Given data ▸
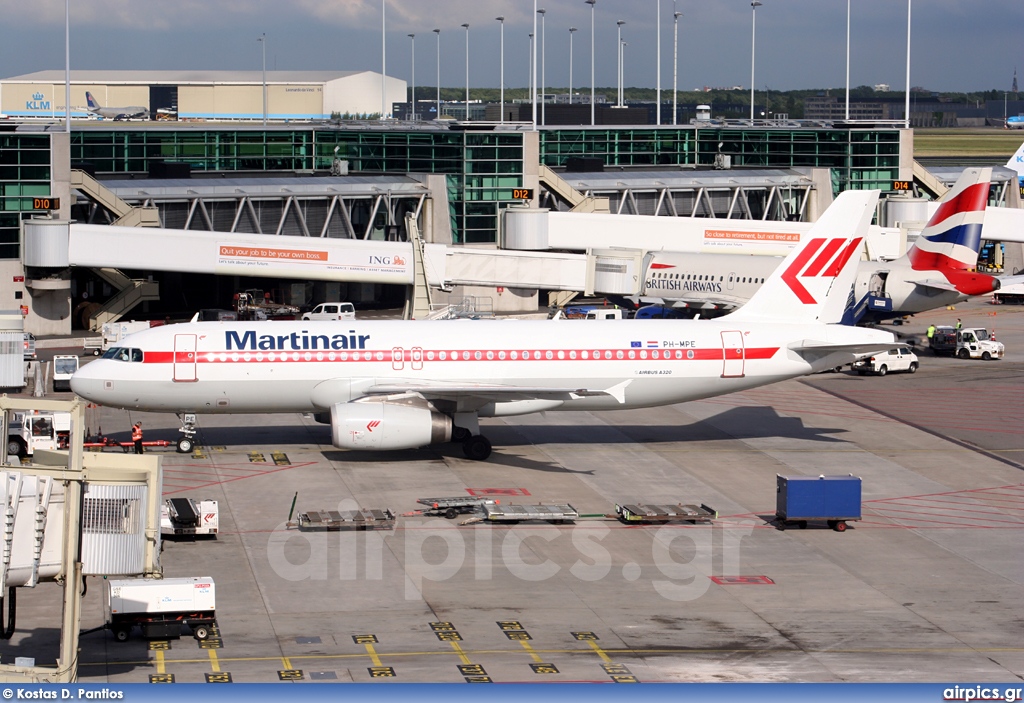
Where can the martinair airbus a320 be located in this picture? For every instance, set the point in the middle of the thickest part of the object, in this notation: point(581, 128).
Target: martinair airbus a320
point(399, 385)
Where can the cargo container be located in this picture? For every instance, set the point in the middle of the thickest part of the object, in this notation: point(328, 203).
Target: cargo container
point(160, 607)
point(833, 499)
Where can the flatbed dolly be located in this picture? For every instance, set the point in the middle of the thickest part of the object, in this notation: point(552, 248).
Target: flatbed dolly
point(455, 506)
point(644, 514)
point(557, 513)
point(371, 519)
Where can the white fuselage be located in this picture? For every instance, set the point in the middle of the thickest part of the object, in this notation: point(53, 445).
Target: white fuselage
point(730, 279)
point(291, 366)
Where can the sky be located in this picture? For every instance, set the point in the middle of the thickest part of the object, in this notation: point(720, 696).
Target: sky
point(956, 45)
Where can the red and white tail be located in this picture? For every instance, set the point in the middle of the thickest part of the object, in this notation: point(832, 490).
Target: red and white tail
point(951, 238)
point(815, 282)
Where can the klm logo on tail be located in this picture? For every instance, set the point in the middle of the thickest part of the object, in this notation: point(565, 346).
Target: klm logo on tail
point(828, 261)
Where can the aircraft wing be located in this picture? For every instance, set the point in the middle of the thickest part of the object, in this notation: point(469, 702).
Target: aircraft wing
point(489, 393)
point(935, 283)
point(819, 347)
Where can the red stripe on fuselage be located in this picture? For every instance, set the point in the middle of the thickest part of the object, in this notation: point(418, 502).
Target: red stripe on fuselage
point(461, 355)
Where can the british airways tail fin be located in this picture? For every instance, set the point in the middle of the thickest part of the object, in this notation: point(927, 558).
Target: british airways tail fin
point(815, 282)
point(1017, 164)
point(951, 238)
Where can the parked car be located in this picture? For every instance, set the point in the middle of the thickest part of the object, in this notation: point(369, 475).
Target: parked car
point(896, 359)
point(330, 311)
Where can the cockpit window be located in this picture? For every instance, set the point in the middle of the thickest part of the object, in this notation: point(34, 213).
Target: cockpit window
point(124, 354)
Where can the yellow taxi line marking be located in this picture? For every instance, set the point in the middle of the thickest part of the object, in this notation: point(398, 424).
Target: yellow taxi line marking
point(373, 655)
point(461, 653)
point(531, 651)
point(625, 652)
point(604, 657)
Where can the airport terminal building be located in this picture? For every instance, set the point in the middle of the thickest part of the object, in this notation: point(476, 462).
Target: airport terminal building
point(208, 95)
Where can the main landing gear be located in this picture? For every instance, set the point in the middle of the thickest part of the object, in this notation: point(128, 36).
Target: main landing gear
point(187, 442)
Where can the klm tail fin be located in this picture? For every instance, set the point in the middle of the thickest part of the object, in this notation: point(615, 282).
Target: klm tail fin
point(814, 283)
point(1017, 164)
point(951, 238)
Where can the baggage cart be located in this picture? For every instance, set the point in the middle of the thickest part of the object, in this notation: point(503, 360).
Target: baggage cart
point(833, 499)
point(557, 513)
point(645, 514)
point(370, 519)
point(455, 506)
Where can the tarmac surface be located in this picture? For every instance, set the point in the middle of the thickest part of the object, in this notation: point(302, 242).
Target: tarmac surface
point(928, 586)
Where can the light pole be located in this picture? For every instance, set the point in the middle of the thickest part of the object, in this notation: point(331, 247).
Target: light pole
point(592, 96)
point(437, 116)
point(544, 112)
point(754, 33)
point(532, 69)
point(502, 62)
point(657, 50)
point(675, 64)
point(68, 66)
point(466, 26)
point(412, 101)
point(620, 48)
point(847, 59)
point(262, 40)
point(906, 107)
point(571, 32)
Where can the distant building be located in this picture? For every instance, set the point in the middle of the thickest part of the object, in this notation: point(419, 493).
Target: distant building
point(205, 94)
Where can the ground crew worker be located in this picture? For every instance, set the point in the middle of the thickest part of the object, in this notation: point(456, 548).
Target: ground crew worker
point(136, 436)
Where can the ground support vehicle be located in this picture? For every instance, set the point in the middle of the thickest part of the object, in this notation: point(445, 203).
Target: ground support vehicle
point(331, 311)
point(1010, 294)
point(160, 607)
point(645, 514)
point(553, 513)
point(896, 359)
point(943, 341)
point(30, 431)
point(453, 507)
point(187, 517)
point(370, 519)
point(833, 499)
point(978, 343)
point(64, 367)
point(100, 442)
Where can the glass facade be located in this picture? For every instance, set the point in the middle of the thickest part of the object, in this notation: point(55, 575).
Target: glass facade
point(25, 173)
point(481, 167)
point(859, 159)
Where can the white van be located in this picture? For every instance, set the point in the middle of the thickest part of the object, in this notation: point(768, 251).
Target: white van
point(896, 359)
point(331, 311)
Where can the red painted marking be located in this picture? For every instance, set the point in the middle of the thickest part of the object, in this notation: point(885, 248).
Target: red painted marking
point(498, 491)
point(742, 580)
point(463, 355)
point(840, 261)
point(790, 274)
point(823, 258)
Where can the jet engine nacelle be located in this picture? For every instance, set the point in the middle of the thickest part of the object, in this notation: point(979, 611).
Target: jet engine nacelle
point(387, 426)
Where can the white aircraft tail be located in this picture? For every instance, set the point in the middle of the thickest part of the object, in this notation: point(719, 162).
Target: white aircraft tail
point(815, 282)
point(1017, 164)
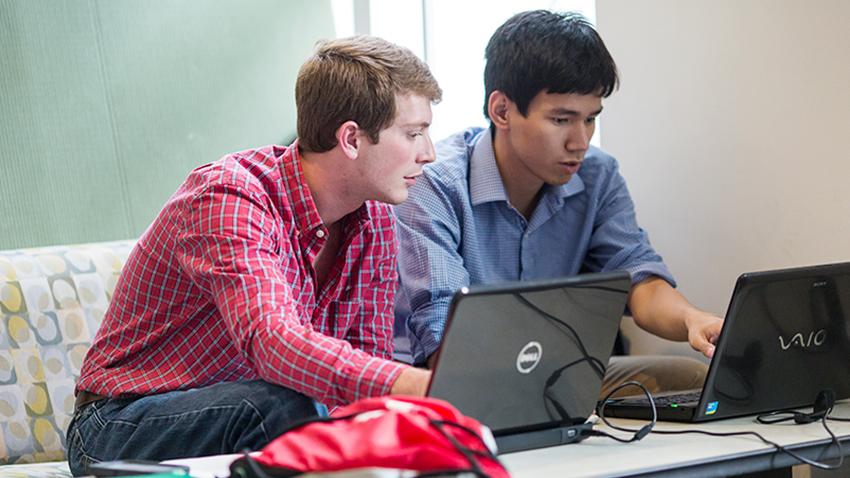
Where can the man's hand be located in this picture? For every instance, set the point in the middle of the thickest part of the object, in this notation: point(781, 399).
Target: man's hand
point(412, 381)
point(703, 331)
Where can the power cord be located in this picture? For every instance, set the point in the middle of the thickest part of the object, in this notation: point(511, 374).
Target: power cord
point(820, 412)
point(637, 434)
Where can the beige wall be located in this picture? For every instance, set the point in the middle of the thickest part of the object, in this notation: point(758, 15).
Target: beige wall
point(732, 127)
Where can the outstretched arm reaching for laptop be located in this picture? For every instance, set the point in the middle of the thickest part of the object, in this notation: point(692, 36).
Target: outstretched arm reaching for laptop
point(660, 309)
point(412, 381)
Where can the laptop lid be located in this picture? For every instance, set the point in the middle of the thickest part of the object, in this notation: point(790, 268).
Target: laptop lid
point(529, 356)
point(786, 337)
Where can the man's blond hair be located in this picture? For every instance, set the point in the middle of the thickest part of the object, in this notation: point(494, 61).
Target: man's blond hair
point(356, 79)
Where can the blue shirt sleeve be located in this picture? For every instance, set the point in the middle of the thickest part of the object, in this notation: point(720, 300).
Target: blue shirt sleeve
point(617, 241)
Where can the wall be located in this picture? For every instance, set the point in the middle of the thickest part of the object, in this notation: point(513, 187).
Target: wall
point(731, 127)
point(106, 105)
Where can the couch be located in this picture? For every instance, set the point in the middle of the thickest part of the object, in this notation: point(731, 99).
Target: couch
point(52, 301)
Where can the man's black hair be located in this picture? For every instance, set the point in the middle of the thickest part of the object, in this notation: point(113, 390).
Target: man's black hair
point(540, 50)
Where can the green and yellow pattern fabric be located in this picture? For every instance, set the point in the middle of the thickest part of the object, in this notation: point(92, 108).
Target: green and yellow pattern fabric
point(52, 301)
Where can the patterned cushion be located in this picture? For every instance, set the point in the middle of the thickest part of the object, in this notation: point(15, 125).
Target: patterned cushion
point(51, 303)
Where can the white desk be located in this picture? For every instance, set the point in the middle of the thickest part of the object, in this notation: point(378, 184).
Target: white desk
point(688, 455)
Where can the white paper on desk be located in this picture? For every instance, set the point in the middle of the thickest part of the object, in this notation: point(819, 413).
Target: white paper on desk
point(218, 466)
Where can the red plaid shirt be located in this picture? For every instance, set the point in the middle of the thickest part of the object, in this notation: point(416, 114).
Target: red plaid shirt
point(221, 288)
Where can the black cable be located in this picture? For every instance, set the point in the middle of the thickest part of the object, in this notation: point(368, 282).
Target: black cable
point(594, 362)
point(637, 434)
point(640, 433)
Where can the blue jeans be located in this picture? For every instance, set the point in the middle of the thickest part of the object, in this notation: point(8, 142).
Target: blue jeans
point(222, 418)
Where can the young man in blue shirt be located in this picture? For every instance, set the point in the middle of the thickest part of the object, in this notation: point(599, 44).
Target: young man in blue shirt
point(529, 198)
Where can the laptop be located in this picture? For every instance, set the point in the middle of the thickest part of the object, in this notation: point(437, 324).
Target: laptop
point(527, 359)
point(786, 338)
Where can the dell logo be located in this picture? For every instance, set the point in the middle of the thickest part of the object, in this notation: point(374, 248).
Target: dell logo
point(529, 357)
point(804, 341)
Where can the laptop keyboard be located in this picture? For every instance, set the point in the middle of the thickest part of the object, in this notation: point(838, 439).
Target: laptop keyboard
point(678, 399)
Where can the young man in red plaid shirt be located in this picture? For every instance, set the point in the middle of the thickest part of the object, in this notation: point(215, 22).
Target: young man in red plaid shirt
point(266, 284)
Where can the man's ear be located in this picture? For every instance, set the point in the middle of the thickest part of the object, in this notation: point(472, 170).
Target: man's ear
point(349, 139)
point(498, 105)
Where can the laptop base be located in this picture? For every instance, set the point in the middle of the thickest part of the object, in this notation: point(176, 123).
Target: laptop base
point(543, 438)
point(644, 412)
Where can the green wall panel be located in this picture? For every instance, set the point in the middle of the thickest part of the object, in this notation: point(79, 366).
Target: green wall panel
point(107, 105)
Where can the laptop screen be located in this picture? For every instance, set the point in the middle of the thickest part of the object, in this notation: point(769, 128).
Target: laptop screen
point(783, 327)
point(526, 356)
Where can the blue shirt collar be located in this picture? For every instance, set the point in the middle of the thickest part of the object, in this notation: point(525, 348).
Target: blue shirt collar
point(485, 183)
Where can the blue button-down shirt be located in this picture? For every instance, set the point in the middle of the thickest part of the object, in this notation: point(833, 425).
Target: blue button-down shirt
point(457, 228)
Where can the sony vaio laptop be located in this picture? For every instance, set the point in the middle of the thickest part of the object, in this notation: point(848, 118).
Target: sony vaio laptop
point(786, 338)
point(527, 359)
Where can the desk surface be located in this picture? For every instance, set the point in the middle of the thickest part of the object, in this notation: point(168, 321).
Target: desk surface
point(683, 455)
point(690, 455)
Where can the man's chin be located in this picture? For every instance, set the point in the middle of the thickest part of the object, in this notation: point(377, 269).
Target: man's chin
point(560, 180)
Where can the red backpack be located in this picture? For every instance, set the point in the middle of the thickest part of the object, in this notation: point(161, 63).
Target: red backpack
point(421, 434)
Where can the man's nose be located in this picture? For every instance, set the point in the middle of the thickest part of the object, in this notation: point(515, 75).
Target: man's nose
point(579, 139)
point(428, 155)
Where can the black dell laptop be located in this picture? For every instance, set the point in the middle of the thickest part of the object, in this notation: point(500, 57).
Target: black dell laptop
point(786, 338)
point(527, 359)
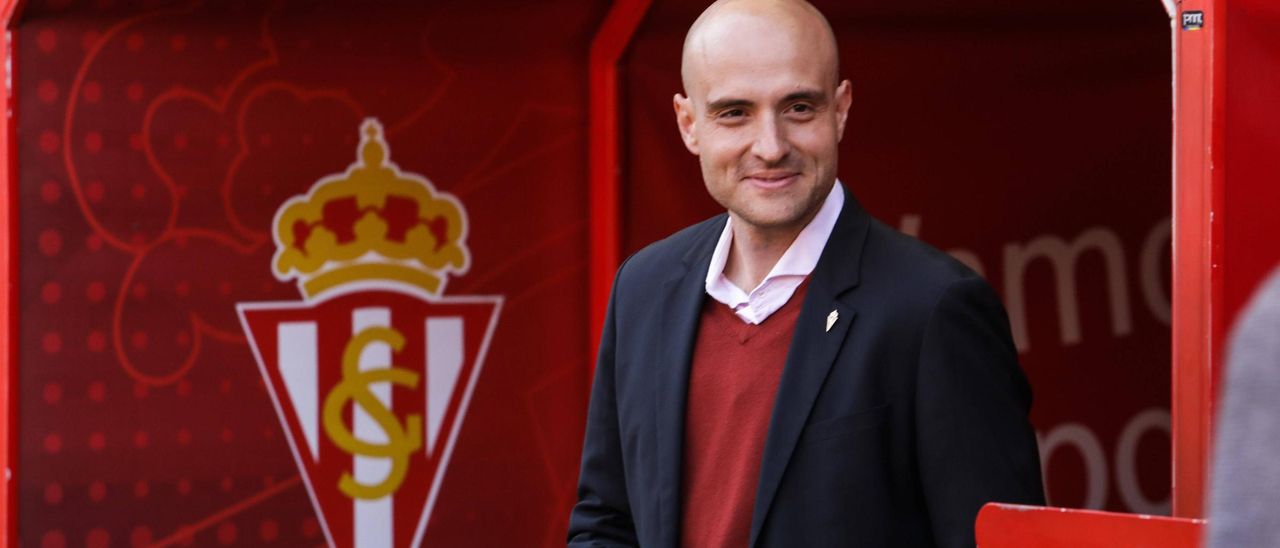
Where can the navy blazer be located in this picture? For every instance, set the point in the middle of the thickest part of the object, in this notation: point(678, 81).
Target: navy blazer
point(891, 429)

Objective ▸
Output as a JSON list of strings the part of the records that runs from their start through the line containing "point(461, 355)", inclusive, with one string per line and blank lines left out. Omit the pictures.

Result for this task ▸
[
  "Where can the martinair airbus a320 be located in this picture? For every instance, set the point in the middle of the thickest part of the object, in this notation: point(581, 128).",
  "Target: martinair airbus a320",
  "point(399, 385)",
  "Where can the cargo container be located in this picture? For every instance, set the point in the middle of the thickest part of the object, in this notation: point(328, 203).",
  "Target: cargo container",
  "point(160, 607)",
  "point(833, 499)",
  "Where can the flatbed dolly be located in this picture? For every instance, set the point in the middle of the thickest part of the object, in this notation: point(552, 248).",
  "Target: flatbed dolly",
  "point(455, 506)",
  "point(644, 514)",
  "point(557, 513)",
  "point(371, 519)",
  "Where can the white fuselage be located in this picture? For every instance, set the point in the middle of the thickest part of the object, in this notation: point(53, 445).",
  "Target: white fuselage",
  "point(730, 279)",
  "point(291, 366)",
  "Where can the sky be located in this picture? For every instance, set the point in the middle of the thickest part of the object, in this notation: point(720, 696).",
  "Target: sky",
  "point(956, 45)",
  "Where can the red and white tail be located in this picture? For every instance, set the point in the middle of the thickest part of the object, in this notation: point(832, 490).",
  "Target: red and white tail",
  "point(951, 238)",
  "point(815, 282)",
  "Where can the klm logo on tail be located in this picture? For every instance, set the point in the middle of the thickest part of the object, in this notation: point(565, 346).",
  "Target: klm logo on tail",
  "point(828, 261)",
  "Where can the aircraft wing be located in this picture? For every instance, set the point in the middle of the thickest part of the object, in this notation: point(469, 702).",
  "Target: aircraft wing",
  "point(489, 393)",
  "point(935, 283)",
  "point(819, 347)",
  "Where can the red stripe on fuselage be located in this picture? For every instance, set the point in the middle of the thickest part of the object, in this notation: point(418, 502).",
  "Target: red stripe on fuselage",
  "point(461, 355)"
]